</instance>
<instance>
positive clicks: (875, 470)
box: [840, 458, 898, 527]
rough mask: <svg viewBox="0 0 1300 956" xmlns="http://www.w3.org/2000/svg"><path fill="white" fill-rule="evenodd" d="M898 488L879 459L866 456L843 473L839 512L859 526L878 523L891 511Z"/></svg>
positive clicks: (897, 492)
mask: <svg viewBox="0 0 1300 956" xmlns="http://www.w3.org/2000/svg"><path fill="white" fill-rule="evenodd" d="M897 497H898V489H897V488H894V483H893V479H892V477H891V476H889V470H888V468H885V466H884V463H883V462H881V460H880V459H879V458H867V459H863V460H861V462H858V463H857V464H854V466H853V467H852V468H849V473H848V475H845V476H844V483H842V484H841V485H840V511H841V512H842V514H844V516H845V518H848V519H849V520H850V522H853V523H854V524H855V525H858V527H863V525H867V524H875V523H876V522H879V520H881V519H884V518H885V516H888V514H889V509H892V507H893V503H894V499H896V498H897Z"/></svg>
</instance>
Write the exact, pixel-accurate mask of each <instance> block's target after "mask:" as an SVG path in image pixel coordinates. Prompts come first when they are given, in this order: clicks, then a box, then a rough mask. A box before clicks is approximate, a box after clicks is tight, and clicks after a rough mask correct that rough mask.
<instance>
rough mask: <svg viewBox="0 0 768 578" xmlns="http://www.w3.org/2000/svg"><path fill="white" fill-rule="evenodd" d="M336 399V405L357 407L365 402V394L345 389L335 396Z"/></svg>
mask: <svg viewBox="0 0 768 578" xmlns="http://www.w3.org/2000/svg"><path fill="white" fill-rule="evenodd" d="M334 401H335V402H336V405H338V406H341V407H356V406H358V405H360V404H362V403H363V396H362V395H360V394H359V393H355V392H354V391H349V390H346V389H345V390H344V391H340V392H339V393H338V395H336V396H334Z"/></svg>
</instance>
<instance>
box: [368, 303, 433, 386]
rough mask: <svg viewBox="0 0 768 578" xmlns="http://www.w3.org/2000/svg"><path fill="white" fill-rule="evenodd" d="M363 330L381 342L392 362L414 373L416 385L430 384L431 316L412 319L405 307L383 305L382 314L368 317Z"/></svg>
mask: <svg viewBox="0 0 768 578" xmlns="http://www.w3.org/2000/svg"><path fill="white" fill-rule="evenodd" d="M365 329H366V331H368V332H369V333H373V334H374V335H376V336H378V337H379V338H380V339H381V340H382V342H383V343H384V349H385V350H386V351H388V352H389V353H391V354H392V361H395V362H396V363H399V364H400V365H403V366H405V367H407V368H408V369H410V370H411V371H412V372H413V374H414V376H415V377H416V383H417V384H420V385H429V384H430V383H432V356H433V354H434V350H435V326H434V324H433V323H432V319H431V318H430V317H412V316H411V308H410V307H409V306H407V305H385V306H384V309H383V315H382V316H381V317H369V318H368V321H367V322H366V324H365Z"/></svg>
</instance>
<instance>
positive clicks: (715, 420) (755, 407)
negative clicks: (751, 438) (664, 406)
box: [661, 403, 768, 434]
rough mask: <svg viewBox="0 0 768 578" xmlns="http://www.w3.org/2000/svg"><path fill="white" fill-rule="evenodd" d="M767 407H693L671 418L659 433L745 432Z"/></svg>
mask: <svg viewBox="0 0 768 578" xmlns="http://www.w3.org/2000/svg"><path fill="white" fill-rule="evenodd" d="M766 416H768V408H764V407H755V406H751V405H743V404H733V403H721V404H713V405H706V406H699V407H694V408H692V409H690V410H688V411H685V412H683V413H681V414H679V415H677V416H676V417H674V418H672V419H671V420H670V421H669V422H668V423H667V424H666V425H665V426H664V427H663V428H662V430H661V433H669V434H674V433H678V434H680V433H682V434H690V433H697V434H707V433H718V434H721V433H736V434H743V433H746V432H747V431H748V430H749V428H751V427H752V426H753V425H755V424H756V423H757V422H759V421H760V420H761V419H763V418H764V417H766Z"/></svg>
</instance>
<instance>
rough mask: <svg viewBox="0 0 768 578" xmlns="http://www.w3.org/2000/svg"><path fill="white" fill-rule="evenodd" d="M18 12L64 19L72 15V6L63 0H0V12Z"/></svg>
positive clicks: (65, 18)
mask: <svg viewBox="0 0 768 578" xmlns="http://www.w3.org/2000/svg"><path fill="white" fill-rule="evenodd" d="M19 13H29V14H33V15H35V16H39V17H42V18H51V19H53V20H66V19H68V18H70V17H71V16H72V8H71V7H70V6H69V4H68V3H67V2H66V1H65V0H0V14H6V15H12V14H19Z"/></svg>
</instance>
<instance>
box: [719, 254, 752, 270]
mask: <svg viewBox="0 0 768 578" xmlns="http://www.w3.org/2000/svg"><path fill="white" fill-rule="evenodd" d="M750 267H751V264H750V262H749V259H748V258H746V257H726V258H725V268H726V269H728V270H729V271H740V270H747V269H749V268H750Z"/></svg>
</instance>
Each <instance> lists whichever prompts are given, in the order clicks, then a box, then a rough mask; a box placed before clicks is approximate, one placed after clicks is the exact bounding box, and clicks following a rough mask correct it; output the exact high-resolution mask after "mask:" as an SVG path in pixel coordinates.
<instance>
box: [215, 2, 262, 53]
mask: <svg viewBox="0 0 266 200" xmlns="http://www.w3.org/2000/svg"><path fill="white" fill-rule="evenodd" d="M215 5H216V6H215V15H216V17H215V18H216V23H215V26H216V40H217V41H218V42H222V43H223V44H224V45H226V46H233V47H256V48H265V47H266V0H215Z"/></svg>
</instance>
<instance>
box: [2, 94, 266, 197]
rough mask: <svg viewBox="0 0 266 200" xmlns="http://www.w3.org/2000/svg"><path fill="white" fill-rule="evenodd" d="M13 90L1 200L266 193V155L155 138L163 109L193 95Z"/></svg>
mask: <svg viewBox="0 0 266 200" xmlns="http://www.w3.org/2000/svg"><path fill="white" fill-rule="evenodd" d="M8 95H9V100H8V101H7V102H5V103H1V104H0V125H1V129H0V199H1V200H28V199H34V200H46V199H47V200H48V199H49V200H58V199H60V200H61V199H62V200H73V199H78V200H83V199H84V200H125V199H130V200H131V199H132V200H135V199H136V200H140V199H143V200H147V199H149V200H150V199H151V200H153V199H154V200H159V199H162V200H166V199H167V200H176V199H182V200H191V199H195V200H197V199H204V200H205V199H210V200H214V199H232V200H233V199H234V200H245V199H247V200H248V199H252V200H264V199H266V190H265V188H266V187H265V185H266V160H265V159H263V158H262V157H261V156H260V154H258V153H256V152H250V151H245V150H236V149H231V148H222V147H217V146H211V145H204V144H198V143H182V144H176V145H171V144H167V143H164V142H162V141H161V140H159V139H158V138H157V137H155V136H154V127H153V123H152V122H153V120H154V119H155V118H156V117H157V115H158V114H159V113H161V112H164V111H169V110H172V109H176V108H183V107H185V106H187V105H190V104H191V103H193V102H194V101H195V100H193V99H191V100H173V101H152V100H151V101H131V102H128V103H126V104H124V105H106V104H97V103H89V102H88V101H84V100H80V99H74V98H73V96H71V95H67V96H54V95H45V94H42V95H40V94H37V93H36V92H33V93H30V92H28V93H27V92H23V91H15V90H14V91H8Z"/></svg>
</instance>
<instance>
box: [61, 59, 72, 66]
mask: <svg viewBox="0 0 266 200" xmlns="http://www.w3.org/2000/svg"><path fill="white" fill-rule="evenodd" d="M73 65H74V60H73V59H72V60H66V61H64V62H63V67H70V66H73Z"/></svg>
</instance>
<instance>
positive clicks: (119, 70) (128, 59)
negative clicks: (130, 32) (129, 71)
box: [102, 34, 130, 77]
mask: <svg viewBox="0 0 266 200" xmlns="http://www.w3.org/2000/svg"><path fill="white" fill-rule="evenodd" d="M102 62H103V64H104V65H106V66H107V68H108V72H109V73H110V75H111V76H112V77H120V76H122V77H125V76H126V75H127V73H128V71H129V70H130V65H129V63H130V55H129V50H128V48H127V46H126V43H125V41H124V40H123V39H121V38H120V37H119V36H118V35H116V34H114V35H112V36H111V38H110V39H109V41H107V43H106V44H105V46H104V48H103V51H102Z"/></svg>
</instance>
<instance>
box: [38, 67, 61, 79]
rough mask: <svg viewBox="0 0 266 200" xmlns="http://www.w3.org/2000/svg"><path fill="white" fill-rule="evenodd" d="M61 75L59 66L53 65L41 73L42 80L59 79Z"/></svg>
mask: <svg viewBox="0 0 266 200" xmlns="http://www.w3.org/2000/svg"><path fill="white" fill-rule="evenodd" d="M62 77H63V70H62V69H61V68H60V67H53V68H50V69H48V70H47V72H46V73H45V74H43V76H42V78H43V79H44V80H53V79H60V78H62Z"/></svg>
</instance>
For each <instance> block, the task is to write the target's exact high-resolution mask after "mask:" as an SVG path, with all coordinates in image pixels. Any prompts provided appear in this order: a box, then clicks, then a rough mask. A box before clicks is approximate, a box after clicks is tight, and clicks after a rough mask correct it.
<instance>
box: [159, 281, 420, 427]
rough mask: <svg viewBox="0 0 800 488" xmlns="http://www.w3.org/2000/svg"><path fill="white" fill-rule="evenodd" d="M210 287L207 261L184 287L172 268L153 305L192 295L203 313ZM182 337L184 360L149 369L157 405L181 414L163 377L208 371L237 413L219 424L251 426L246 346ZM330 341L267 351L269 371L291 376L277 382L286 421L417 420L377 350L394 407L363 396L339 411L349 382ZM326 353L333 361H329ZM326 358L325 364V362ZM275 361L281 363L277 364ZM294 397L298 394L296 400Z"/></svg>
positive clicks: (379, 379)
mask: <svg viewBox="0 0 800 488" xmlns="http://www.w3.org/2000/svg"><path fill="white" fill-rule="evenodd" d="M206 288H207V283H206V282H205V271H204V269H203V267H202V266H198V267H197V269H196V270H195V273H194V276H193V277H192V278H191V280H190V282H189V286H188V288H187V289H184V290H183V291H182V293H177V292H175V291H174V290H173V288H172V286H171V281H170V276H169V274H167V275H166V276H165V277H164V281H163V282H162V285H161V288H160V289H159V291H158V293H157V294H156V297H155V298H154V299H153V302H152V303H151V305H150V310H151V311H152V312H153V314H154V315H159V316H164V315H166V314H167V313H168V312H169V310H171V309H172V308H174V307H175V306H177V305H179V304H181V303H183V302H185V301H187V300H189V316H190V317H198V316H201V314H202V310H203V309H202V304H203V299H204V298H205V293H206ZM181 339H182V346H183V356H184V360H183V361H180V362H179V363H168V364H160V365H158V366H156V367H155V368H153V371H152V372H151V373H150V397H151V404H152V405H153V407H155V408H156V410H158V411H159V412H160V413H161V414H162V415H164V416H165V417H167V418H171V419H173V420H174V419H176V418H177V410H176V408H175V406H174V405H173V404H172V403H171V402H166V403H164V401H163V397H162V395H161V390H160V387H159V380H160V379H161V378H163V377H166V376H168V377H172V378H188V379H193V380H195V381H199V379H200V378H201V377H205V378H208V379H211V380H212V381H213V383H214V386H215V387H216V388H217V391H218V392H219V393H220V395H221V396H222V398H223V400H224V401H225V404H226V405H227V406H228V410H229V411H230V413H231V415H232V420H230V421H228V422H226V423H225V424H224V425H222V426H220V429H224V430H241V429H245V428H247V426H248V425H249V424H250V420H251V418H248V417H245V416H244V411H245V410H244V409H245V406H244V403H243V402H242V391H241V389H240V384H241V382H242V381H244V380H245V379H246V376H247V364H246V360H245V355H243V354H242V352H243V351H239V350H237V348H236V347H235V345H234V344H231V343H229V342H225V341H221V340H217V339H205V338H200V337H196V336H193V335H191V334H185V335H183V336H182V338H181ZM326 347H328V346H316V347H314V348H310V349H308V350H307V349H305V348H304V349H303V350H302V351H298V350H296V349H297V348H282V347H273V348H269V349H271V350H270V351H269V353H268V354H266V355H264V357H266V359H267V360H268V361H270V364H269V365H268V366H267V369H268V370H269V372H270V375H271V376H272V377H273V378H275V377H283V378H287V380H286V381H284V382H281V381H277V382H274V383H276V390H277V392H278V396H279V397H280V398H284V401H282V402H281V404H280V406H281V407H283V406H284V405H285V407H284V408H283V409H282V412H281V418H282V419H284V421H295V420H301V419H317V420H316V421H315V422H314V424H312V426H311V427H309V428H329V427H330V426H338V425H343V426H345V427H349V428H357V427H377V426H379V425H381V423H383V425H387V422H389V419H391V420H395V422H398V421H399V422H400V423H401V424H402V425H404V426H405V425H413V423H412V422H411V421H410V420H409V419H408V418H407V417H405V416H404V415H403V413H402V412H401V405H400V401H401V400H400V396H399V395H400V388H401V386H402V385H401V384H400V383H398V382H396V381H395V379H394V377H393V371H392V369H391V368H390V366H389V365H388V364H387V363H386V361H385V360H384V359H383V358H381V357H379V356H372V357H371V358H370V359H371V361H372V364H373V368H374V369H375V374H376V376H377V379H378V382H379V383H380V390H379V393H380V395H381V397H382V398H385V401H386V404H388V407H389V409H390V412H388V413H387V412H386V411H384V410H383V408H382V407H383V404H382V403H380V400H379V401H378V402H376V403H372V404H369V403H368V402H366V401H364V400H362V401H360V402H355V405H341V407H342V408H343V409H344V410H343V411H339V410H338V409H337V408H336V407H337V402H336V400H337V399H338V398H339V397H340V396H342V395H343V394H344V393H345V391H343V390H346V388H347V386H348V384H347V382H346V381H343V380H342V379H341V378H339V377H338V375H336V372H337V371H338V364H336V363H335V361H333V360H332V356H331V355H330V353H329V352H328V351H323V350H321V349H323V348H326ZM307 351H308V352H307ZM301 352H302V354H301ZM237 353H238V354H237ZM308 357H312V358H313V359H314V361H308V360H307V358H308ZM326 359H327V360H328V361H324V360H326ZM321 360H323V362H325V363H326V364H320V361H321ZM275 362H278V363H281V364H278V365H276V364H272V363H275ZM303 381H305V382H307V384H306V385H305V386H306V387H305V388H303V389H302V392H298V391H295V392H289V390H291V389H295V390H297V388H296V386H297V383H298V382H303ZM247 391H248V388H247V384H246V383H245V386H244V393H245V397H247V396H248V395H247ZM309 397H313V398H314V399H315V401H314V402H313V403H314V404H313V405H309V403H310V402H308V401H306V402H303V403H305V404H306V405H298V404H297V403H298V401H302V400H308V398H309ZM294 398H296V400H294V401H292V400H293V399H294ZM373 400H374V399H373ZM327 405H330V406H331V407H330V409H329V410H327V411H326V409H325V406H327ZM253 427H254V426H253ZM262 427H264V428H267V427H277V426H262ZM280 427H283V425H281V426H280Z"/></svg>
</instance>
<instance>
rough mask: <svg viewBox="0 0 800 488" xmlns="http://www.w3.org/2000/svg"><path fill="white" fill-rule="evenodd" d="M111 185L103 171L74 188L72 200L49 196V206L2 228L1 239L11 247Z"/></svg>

• [Job]
Pick out each line of the entries above that contains the string "tight", and copy those lines unchanged. Matches are case-sensitive.

• [Exercise answer]
Write the exact, pixel-accurate mask of each <instance> block's target after "mask:" as an SVG path in image pixel coordinates. Prompts come first when they are given, in this order: clicks, then a box, then a rough mask. A box before clicks is approximate, a box after clicks is tight, and clicks after a rough mask correct that rough mask.
For each <instance> block, the task is to write the target's exact high-resolution mask after "mask:" as an SVG path, with all coordinates in image pixels. Any prompts provided appear in this order: a box, then clicks, then a rough mask. A box before clicks is approximate, a box after clicks is tight, and clicks after a rough mask correct it.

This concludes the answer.